(Do this)
Transcribe every one of the following records word for word, omitting the pictures.

(Extracted data)
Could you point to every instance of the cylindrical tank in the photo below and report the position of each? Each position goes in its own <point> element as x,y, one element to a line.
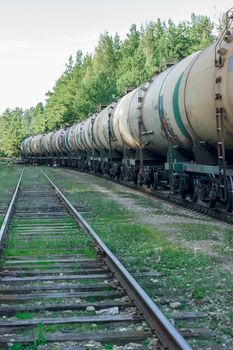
<point>100,130</point>
<point>46,141</point>
<point>120,123</point>
<point>79,136</point>
<point>196,96</point>
<point>26,146</point>
<point>62,141</point>
<point>71,139</point>
<point>179,104</point>
<point>86,133</point>
<point>54,143</point>
<point>36,145</point>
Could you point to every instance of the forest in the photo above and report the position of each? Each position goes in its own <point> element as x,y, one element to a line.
<point>90,80</point>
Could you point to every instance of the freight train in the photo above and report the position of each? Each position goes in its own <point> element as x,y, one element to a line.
<point>174,132</point>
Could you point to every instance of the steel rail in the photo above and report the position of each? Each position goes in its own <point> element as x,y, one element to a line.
<point>159,324</point>
<point>6,220</point>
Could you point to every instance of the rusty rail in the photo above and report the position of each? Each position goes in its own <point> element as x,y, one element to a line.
<point>6,220</point>
<point>159,324</point>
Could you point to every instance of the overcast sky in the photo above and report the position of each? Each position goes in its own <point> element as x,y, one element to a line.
<point>38,36</point>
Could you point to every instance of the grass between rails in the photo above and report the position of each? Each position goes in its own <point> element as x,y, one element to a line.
<point>195,279</point>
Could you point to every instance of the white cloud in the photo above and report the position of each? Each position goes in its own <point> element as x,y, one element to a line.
<point>84,39</point>
<point>9,46</point>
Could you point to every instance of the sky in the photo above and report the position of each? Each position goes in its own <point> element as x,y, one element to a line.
<point>38,36</point>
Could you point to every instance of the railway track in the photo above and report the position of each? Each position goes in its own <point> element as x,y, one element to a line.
<point>60,284</point>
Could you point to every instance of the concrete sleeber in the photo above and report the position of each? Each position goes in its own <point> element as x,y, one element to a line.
<point>39,282</point>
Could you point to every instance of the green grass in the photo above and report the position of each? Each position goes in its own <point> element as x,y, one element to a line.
<point>195,279</point>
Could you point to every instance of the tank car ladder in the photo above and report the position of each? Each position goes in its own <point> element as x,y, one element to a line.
<point>220,111</point>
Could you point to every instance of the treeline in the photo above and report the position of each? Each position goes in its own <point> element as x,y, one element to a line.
<point>101,77</point>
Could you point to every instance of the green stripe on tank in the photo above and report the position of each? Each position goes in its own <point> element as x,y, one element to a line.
<point>66,140</point>
<point>176,110</point>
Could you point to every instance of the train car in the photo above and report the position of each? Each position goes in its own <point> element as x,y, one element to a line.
<point>175,131</point>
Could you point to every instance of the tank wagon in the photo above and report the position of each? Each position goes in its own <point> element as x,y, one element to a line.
<point>174,131</point>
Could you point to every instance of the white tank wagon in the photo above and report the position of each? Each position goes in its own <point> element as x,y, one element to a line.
<point>180,122</point>
<point>46,143</point>
<point>26,146</point>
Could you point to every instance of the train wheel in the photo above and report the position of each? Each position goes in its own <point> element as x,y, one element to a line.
<point>194,189</point>
<point>227,205</point>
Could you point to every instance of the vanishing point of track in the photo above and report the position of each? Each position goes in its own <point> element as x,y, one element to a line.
<point>60,283</point>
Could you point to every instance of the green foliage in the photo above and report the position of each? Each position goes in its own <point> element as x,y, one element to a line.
<point>89,80</point>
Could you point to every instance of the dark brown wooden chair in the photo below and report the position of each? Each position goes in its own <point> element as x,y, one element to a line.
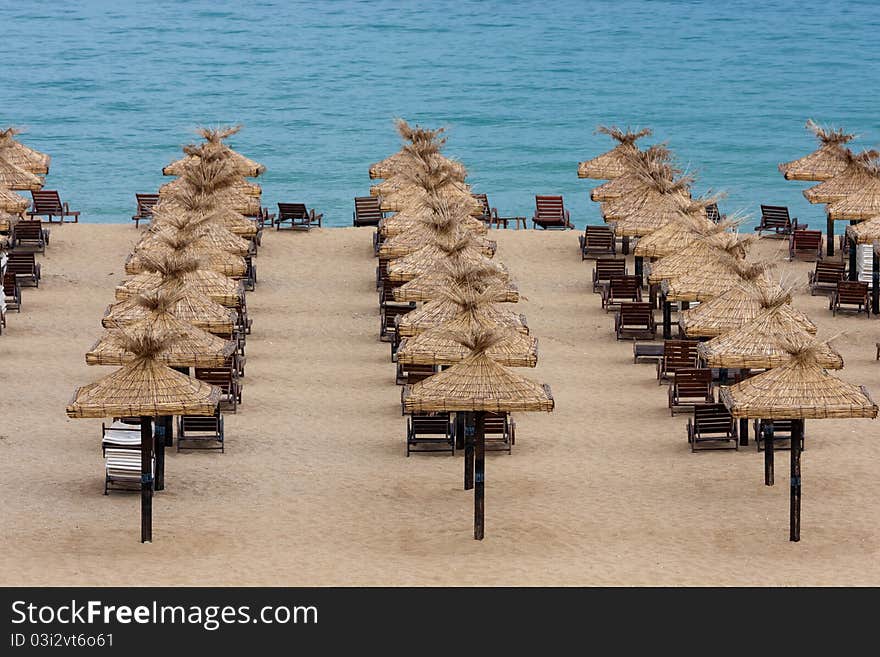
<point>677,355</point>
<point>851,293</point>
<point>30,234</point>
<point>24,265</point>
<point>597,241</point>
<point>777,219</point>
<point>807,243</point>
<point>47,203</point>
<point>429,432</point>
<point>550,212</point>
<point>620,289</point>
<point>201,432</point>
<point>690,386</point>
<point>298,216</point>
<point>367,211</point>
<point>712,427</point>
<point>144,211</point>
<point>606,268</point>
<point>635,321</point>
<point>826,276</point>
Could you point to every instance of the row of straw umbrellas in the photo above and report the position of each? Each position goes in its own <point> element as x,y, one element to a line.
<point>745,319</point>
<point>848,184</point>
<point>435,253</point>
<point>183,305</point>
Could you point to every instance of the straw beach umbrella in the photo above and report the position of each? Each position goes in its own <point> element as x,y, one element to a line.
<point>825,162</point>
<point>612,164</point>
<point>797,390</point>
<point>22,156</point>
<point>147,388</point>
<point>477,384</point>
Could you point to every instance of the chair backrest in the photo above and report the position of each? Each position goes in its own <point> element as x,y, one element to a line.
<point>549,207</point>
<point>608,267</point>
<point>775,215</point>
<point>636,313</point>
<point>828,271</point>
<point>712,417</point>
<point>852,291</point>
<point>46,200</point>
<point>292,211</point>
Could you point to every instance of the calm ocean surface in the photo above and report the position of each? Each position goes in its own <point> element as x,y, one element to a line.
<point>112,89</point>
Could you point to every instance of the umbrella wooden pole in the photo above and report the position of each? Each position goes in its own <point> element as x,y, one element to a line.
<point>875,284</point>
<point>830,241</point>
<point>146,479</point>
<point>797,434</point>
<point>768,454</point>
<point>479,475</point>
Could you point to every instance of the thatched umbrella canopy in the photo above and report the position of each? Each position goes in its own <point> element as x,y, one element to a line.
<point>860,169</point>
<point>762,343</point>
<point>825,162</point>
<point>440,345</point>
<point>214,148</point>
<point>22,156</point>
<point>633,181</point>
<point>863,204</point>
<point>739,305</point>
<point>190,305</point>
<point>188,345</point>
<point>16,178</point>
<point>612,164</point>
<point>12,202</point>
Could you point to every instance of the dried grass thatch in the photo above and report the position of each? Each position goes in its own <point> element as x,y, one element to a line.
<point>478,383</point>
<point>144,386</point>
<point>798,389</point>
<point>825,162</point>
<point>612,163</point>
<point>22,156</point>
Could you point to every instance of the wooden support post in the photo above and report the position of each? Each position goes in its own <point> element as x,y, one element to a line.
<point>768,453</point>
<point>797,435</point>
<point>146,479</point>
<point>468,450</point>
<point>479,476</point>
<point>667,318</point>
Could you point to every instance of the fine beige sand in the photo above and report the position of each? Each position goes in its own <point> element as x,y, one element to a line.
<point>314,487</point>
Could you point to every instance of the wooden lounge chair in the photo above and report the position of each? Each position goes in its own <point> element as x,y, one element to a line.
<point>606,268</point>
<point>781,434</point>
<point>499,430</point>
<point>851,293</point>
<point>690,386</point>
<point>714,425</point>
<point>24,265</point>
<point>597,241</point>
<point>409,374</point>
<point>226,379</point>
<point>30,234</point>
<point>11,292</point>
<point>826,276</point>
<point>47,203</point>
<point>777,219</point>
<point>298,216</point>
<point>144,212</point>
<point>635,321</point>
<point>201,432</point>
<point>677,355</point>
<point>805,243</point>
<point>367,211</point>
<point>620,289</point>
<point>429,433</point>
<point>551,213</point>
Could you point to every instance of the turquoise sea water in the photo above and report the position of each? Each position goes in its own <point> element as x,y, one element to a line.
<point>112,89</point>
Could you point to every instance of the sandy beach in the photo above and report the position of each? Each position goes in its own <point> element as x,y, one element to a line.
<point>315,489</point>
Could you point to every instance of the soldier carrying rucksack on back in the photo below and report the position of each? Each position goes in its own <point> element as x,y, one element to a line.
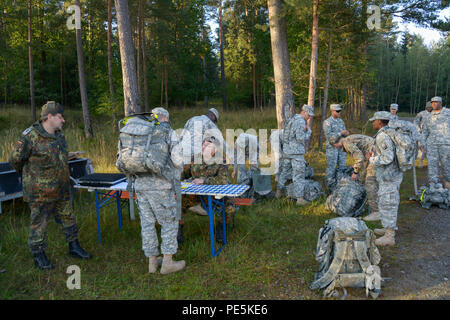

(Task result)
Could you point to every instance of the cylindrical tank in the photo below and report the position of each? Each position goes in its own <point> element as x,y, one element to a line.
<point>100,130</point>
<point>46,141</point>
<point>120,123</point>
<point>79,136</point>
<point>196,96</point>
<point>26,146</point>
<point>62,141</point>
<point>71,139</point>
<point>179,104</point>
<point>86,133</point>
<point>54,143</point>
<point>36,145</point>
Could you point to every instance of the forest in the photo above and report the position of each? Each position goes in its own <point> element as x,y, one element to a line.
<point>90,80</point>
Could you point to every instance of the freight train in the photo above and report the position of each? Each position goes in its own <point> element as x,y, one element to a line.
<point>174,132</point>
Could you point to every instance of the steel rail in the photo above and report the position of each? Each position goes in its own <point> element as x,y, one element to a line.
<point>159,324</point>
<point>6,220</point>
Could you point to every instance of the rusty rail in the photo above and report the position of each? Each position goes in its own <point> element as x,y, one element to a line.
<point>6,220</point>
<point>159,324</point>
Could you point to every instance of the overcast sky in the photo above and report the position of each? Each position goes in its own <point> element as x,y, one element to a line.
<point>38,36</point>
Could you point to every instance of the grass between rails in the photo above and report the position of each? Each position goes in its own <point> element as x,y, one element to a line.
<point>195,279</point>
Could you point to every instance of the white cloud in the photo above and report the position of each? Each position goes in its own <point> element as x,y, one element to a line.
<point>84,39</point>
<point>9,46</point>
Could you point to every instance of the sky in the photo above and report the position of each? Each position goes in its own <point> element as x,y, one element to a line.
<point>38,36</point>
Could you point to every instance of the railway track in the photo above and report the position of each? Each position goes in its own <point> element as x,y, one element to a line.
<point>60,284</point>
Could you point to every instance of the concrete sleeber in the photo above and report the position of each? Each position goes in its own <point> element as x,y, one element to a line.
<point>39,282</point>
Could you point to every instance of the green grass in the photo above and report the position of each? Each position goes in its own <point> element as x,y, one element to a line.
<point>195,279</point>
Could you point to every instance of the tank car ladder in the photo above and report the position of each? Each position goes in its own <point> element as x,y, one element to a line.
<point>220,111</point>
Could you point to every instance of the treeline in the photo above and report the position of each? Each position goes in its own <point> element as x,y, one element to a line.
<point>101,77</point>
Could you point to every instance of the green stripe on tank in the photo above and report the position of each? Each position goes in its own <point> element as x,y, one element to a line.
<point>66,140</point>
<point>176,110</point>
Could you point to every instance of the train car in the photo above and report the position of each? Each position goes in its own <point> element as x,y, one element to a line.
<point>175,131</point>
Could you point to every instance of the tank wagon in the photo above and report the position of each? Each position goes in its own <point> element as x,y, one element to a line.
<point>174,131</point>
Could you point to every instance of the white tank wagon in the photo above and report the position of each? Each position goes in its own <point> element as x,y, one element to a line.
<point>180,122</point>
<point>46,143</point>
<point>26,146</point>
Could you point to every instance of the train wheel in the photo above and report the position of each? Each position goes in its own <point> element as x,y, one element to a line.
<point>194,189</point>
<point>227,205</point>
Could you point to every instance of the vanishing point of track in the photo above and report the position of each? Each position goes in its own <point> element as x,y, one element to a line.
<point>60,283</point>
Could you point to every instance of the green foliage in the photo above and report the position of each? Each position goes in its own <point> element as x,y, one element to a line.
<point>89,80</point>
Could you point to every instance of the dark brown wooden chair in the photo below and report the position of each? Each position goes in its own <point> element as x,y, one element to a line.
<point>677,355</point>
<point>851,293</point>
<point>30,234</point>
<point>24,265</point>
<point>597,241</point>
<point>777,219</point>
<point>807,243</point>
<point>47,203</point>
<point>429,432</point>
<point>550,212</point>
<point>620,289</point>
<point>201,432</point>
<point>690,386</point>
<point>298,216</point>
<point>367,211</point>
<point>712,427</point>
<point>144,211</point>
<point>606,268</point>
<point>635,321</point>
<point>826,276</point>
Could you point to every instance of the row of straw umbrellas in the photo above and report the position of each? Each position goes in its own <point> element as x,y, one element to a line.
<point>745,319</point>
<point>848,184</point>
<point>435,253</point>
<point>183,305</point>
Could you point to every instance of the straw beach umbrella in the photo above and report the position of each? Each position goes in its own <point> element as x,y, one element to a line.
<point>825,162</point>
<point>612,164</point>
<point>797,390</point>
<point>22,156</point>
<point>147,388</point>
<point>477,384</point>
Could you point to every instance of the chair backrest in the photo above and report the position of each? Each position goes in its own <point> element as x,y, one element to a line.
<point>549,207</point>
<point>608,267</point>
<point>775,215</point>
<point>636,313</point>
<point>828,271</point>
<point>712,417</point>
<point>852,291</point>
<point>46,200</point>
<point>292,211</point>
Could you point to every instance of the calm ocean surface in the photo above and report the position of each? Each position goes in its own <point> element as x,y, one element to a line.
<point>112,89</point>
Could you point to every instance of the umbrella wooden pole in the photo above and report the position of each? Each position goes in its own <point> element as x,y, one element to a line.
<point>875,284</point>
<point>830,241</point>
<point>146,479</point>
<point>797,434</point>
<point>768,454</point>
<point>479,475</point>
Could you point to every instance of the thatched umbrella canopy in the photo above and report the position of each? Each position goes in its own <point> element as x,y, one element to a line.
<point>860,169</point>
<point>762,343</point>
<point>825,162</point>
<point>440,345</point>
<point>214,148</point>
<point>22,156</point>
<point>633,181</point>
<point>863,204</point>
<point>739,305</point>
<point>190,305</point>
<point>188,345</point>
<point>16,178</point>
<point>612,164</point>
<point>12,202</point>
Could you point to every instance of the dried grass thatch in the photo above and report the position of each? Each position goes in its own <point> element as x,y, one element to a line.
<point>478,383</point>
<point>144,386</point>
<point>798,389</point>
<point>825,162</point>
<point>612,163</point>
<point>22,156</point>
Could you point to every instance of the wooden support post in the photo above and report the position of each? Each position goes in its own <point> element as x,y, one element to a line.
<point>768,453</point>
<point>797,435</point>
<point>146,479</point>
<point>468,450</point>
<point>479,476</point>
<point>667,318</point>
Could you point to every instance of the fine beige sand in the photo above and report the position of each? Each position goes in its own <point> element as x,y, one element to a line.
<point>314,487</point>
Could you point to every instance of the wooden lounge chair in the photo above and report the position of each? Each position goes in its own <point> element as x,y, one element to a line.
<point>606,268</point>
<point>781,434</point>
<point>499,430</point>
<point>851,293</point>
<point>690,386</point>
<point>714,425</point>
<point>24,265</point>
<point>597,241</point>
<point>409,374</point>
<point>226,379</point>
<point>30,234</point>
<point>11,292</point>
<point>826,276</point>
<point>47,203</point>
<point>777,219</point>
<point>298,216</point>
<point>144,212</point>
<point>635,321</point>
<point>201,432</point>
<point>677,355</point>
<point>805,243</point>
<point>367,211</point>
<point>620,289</point>
<point>429,433</point>
<point>551,213</point>
Could you point to every instance of the turquoise sea water in the photo above and report the position of each? Each position goes in its own <point> element as x,y, one element to a line.
<point>112,89</point>
Could you point to every instance of the sandy beach in the photo above and report the position of each? Each position goes in its own <point> element as x,y, one element to a line.
<point>315,489</point>
Could you point to every instance of the soldier carrying rucksack on back in the photo below and report the position of each? Each position goes in its own <point> element as x,y, one element to a line.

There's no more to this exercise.